# Prompt
Could you reproduce all of the data below word for word, line by line, without changing anything?

# Records shown
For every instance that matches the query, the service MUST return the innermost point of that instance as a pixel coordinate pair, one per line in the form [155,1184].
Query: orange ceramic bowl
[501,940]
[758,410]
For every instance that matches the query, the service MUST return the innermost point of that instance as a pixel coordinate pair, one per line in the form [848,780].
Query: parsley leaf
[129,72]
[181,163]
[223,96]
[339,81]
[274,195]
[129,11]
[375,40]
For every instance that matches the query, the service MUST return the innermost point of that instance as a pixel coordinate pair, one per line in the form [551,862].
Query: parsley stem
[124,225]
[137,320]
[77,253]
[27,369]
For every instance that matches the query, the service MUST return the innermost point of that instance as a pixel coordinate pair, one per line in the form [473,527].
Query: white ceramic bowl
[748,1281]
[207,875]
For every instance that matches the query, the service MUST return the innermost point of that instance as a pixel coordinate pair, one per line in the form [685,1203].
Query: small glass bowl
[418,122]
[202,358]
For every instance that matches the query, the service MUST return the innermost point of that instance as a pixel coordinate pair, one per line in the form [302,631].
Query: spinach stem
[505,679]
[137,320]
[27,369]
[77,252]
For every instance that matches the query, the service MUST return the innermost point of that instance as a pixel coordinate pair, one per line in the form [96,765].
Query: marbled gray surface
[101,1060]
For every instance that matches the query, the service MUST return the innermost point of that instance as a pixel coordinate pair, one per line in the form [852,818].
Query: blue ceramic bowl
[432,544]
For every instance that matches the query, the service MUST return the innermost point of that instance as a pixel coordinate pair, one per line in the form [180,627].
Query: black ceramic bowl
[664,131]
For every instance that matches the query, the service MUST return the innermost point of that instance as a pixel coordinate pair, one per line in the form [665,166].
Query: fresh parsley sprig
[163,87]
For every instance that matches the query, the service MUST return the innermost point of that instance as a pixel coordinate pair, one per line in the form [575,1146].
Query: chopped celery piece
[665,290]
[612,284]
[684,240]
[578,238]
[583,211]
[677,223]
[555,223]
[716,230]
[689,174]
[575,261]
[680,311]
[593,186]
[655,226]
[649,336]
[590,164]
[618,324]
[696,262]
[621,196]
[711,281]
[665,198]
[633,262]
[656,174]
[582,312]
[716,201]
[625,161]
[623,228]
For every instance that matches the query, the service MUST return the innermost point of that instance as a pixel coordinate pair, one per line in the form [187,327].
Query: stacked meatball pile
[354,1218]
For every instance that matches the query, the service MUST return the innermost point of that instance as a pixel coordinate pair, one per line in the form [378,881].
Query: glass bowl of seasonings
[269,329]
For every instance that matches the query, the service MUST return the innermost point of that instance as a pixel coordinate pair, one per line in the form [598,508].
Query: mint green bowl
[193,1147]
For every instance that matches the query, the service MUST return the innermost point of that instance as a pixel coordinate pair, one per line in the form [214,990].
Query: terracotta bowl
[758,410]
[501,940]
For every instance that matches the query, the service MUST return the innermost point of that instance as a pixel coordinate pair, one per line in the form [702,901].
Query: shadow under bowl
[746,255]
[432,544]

# Task output
For every instance that matches the query, the service MUST return the innermost point of that instance as a pixel coordinate pair, one per line in the form [155,1184].
Query: orange ceramic bowl
[501,940]
[758,410]
For every instance that matches the query, the service MUST return the innermost point of that instance as a pixel coordinate pair, one per line in the form [848,780].
Query: parsley leaf
[129,72]
[181,163]
[223,96]
[339,81]
[274,195]
[129,11]
[375,40]
For every instance that matches the query, the service MUST return the innermost point of that instance as a pixel coordinate pair, one per line in the form [551,862].
Query: parsley stem
[124,225]
[137,320]
[77,253]
[27,369]
For every instance that matches the query, the service MUST return the innermost point of that instance as a pixel coordinate pair, one per line in the form [473,527].
Query: white ceramic bowl
[748,1281]
[207,875]
For every instance that matches the query, the service MUST return the innermost point of that instance as a pixel coordinate pair, one per line in the form [685,1203].
Query: small glass bowl
[418,122]
[202,358]
For every instance that matches the query, the service MUST return the innermost point of that instance as a pixel coordinate pair, one per line in the form [302,631].
Query: spinach stem
[505,679]
[137,320]
[27,369]
[77,252]
For every instance that matches the query, the service MUST return the innermost point of that instance as a pixel coordinate pair, one per line in the form [96,765].
Query: marbled gray surface
[101,1060]
For every instance that matches the query, the service MUST return the innermost point of that instance as a pixel coordinate pair, one per line in the form [852,818].
Query: blue ceramic bowl
[432,544]
For every instance that matches the query, the service MUST return the innermost point of that instance as a pixel coordinate pair, one per line in the form [180,627].
Query: black ceramic bowl
[664,131]
For every instance that matches the query, the service MUST return the innermost point of that instance as a pixel coordinate pair, one per line in the form [665,166].
Query: fresh parsley sprig
[163,87]
For every instance that matches the query, the service MUST return the innermost point of that instance as a pixel coordinate pair, one per line in the form [575,1146].
Query: chopped celery piece
[665,290]
[612,284]
[684,240]
[578,238]
[583,211]
[677,223]
[555,223]
[716,230]
[689,174]
[575,261]
[680,311]
[593,186]
[655,226]
[649,336]
[590,164]
[618,324]
[696,262]
[621,196]
[711,281]
[665,198]
[633,262]
[656,174]
[582,312]
[716,201]
[625,161]
[623,228]
For every instance that matches the query, the service MUST return the innermost point of that instance as a pixel coordinate pair, one per line in the form [187,327].
Query: stacked meatball pile
[354,1218]
For every instance that matches the query, the service MUST return the innermost point of that instance as a pixel coordinate pair, one per line in the form [378,881].
Query: glass bowl of seasonings
[269,329]
For every instance that matches the query, the service MUST return the innermost point of that instance as a pixel coordinate pair, one per line in the form [598,508].
Query: mint green bowl
[193,1147]
For every instance that matches the query, the service MUST return the innermost point of that instance as a pixel coordinate pair, one per line in the form [214,990].
Query: terracotta bowl
[758,410]
[501,940]
For every instance that matches the query, the service MUST return the innermost point of that instance as a pixel coordinate pair, one per line in the form [702,901].
Query: shadow under bowl
[746,255]
[432,544]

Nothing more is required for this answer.